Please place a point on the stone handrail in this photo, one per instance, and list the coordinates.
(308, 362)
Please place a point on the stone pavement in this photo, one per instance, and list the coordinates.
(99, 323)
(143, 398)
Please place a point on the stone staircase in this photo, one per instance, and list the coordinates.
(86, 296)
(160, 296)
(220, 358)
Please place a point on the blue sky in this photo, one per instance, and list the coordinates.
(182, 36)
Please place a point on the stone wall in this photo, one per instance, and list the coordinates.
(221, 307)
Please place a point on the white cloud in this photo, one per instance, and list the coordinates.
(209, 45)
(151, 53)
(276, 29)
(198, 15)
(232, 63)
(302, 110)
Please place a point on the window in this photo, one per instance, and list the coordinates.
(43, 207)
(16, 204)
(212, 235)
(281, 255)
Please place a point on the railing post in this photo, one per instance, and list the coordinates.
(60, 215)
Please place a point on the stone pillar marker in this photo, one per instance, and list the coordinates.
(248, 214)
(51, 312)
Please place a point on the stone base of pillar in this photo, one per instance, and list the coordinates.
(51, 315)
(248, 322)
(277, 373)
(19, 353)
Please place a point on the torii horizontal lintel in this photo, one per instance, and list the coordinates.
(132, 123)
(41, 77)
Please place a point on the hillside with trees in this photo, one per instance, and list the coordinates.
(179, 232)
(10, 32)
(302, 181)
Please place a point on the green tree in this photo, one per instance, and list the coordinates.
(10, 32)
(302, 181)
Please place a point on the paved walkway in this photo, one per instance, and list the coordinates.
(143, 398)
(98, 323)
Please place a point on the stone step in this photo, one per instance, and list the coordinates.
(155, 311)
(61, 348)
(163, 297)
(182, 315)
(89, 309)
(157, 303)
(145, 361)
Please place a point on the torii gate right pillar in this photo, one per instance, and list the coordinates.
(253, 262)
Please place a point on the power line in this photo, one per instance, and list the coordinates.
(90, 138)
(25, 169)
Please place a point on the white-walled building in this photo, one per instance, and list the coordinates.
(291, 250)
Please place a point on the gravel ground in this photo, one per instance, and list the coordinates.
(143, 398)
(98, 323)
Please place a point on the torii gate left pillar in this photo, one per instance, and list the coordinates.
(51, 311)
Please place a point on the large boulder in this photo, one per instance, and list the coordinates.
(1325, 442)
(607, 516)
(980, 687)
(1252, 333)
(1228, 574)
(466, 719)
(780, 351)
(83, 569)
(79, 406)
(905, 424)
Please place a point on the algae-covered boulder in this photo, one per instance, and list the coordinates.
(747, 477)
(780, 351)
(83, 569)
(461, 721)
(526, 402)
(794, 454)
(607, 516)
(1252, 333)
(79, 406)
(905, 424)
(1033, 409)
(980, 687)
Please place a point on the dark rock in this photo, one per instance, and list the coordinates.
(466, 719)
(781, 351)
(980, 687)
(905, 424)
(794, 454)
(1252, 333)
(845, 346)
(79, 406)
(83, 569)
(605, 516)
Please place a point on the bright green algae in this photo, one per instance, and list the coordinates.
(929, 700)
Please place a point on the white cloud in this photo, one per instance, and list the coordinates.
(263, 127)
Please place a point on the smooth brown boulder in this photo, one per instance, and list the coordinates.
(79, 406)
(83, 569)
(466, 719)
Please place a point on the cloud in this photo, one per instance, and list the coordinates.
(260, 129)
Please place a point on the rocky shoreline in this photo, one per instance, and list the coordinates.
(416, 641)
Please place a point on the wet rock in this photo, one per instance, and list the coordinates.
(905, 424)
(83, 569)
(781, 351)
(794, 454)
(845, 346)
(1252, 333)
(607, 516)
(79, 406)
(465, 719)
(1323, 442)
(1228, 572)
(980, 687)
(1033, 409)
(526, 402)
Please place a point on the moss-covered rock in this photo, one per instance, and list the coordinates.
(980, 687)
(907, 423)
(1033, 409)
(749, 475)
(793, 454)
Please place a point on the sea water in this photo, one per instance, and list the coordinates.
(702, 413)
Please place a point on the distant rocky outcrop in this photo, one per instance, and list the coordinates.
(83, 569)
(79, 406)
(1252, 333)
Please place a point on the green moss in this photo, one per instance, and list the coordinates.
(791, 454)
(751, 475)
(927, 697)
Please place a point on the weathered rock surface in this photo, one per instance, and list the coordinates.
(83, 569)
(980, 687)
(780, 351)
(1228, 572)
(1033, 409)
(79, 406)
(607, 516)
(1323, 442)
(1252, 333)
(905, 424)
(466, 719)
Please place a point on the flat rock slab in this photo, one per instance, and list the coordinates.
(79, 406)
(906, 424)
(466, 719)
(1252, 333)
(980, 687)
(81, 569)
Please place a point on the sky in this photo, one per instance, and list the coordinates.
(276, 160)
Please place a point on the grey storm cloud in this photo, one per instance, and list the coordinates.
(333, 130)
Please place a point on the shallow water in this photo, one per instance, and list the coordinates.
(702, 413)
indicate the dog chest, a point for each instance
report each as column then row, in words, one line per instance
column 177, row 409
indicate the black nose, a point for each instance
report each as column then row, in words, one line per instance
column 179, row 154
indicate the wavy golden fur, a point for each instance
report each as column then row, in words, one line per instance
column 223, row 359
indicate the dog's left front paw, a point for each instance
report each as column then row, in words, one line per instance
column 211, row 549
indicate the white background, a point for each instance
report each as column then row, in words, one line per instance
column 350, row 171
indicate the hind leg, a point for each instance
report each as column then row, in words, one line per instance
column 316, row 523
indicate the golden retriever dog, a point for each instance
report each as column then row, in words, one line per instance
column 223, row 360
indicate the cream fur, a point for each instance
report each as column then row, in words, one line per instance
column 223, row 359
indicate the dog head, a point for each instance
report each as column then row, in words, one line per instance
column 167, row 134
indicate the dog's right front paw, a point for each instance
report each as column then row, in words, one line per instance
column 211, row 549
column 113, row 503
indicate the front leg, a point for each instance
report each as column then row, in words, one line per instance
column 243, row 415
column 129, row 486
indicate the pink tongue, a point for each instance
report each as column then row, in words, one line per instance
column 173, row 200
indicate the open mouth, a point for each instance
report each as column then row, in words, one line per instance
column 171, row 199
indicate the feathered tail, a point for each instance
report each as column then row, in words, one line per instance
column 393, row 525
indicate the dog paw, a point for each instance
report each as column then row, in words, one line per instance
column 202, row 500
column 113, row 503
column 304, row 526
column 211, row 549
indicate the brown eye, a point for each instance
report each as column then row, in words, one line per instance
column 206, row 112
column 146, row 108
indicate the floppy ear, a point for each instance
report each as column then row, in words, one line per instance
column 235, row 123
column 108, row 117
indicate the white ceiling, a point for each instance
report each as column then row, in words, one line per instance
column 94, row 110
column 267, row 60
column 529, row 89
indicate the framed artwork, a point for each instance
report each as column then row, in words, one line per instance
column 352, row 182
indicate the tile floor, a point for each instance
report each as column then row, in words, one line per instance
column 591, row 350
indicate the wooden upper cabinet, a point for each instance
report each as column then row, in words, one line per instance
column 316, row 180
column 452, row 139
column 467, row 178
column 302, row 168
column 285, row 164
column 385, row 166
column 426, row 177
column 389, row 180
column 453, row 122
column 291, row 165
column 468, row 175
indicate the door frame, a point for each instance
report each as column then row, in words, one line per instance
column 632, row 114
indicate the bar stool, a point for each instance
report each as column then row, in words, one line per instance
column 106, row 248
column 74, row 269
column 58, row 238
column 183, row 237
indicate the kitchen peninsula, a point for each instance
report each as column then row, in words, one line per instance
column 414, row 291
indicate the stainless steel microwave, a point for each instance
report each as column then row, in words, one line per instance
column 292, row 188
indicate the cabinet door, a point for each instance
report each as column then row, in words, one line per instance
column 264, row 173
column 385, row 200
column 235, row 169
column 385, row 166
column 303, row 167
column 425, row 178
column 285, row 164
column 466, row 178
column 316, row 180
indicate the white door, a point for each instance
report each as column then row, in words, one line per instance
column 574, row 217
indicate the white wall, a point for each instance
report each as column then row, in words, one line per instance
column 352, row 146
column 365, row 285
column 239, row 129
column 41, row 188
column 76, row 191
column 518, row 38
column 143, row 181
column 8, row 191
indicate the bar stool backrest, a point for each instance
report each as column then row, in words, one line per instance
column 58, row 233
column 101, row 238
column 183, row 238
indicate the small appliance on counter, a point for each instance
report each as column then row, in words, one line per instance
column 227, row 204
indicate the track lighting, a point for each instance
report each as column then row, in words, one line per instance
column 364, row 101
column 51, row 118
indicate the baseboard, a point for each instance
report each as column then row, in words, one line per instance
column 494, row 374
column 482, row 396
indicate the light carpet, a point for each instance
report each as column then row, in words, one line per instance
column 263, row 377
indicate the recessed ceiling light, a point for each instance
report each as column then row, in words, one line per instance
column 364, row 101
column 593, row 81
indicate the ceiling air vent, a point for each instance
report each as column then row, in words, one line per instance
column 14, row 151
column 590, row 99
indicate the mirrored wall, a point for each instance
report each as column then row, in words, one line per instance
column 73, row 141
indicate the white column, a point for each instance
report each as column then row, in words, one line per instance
# # # #
Given the records above, return exactly the lines starting at the line containing "indicate the floppy" and ending at the line containing "indicate the white ceiling, a", including both.

indicate the floppy ear, a point for each instance
report each as column then row, in words, one line per instance
column 235, row 123
column 108, row 117
indicate the white ceiling, a point for each instance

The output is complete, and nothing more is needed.